***** Input records *****
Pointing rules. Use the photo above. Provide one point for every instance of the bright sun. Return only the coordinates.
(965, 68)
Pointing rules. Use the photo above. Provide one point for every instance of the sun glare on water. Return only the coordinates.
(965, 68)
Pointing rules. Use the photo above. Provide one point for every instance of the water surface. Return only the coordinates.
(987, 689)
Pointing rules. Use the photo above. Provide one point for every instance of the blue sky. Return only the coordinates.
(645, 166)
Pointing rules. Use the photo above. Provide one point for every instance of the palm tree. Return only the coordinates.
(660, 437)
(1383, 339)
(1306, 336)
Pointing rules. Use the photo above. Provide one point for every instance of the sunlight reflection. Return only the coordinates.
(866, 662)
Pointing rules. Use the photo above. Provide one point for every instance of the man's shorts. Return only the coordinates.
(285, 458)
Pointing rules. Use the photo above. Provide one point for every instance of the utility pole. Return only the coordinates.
*****
***** Input records *****
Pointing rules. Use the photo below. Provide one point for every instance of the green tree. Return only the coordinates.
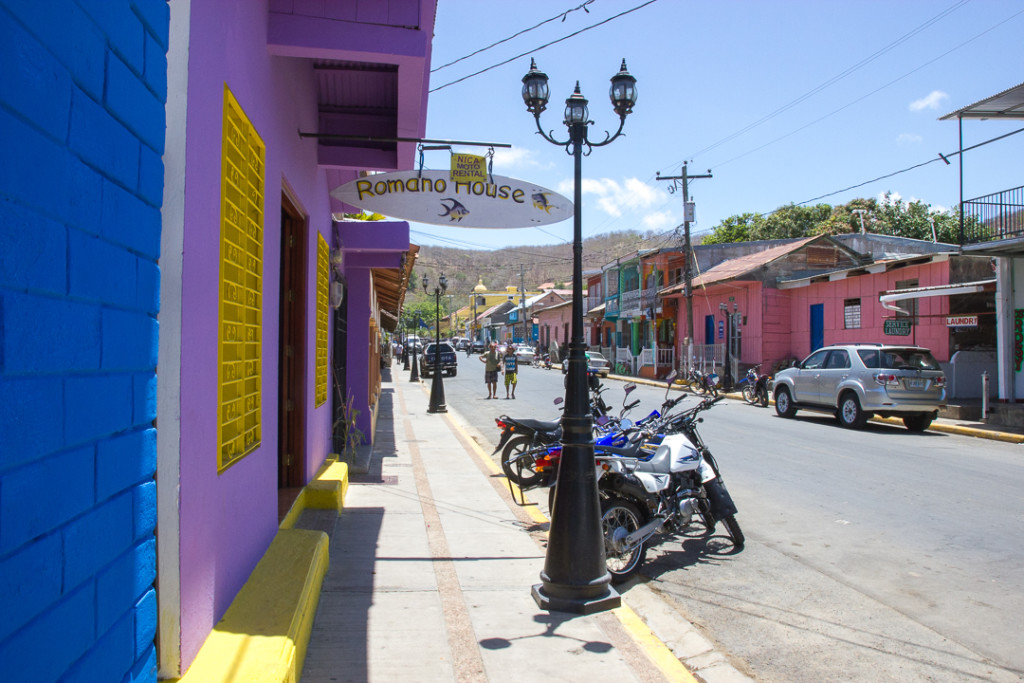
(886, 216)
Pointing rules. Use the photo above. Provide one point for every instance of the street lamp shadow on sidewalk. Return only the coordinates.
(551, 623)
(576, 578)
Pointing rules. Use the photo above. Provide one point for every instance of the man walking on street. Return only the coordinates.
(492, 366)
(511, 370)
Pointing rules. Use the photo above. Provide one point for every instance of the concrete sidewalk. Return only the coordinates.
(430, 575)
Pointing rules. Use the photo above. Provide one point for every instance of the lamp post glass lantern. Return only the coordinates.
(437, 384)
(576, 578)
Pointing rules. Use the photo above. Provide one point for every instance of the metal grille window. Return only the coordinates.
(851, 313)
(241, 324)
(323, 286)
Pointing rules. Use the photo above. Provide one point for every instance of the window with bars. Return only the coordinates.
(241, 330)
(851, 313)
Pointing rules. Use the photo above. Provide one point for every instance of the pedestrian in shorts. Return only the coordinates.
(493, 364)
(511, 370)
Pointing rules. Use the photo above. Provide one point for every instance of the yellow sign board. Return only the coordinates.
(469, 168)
*****
***** Input records *****
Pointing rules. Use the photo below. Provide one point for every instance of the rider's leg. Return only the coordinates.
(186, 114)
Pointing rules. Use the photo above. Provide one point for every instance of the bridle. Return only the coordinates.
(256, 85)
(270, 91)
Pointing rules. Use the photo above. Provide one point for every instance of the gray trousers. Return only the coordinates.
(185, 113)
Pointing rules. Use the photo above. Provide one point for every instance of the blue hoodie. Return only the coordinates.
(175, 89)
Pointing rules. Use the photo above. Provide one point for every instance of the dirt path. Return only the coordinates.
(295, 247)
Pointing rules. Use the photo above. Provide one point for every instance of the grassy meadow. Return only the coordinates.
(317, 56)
*****
# What is required
Show each line of the data above that contains the word "below". Treat case as significant, so only matches with the same capitalization count.

# Exercise answer
Pointing rules. Use the photo below. Provide one point for every instance of the green tree. Return only the coordinates.
Pointing rules. Use the photo below. Provide one point for every instance of the rider's leg. Return only the coordinates.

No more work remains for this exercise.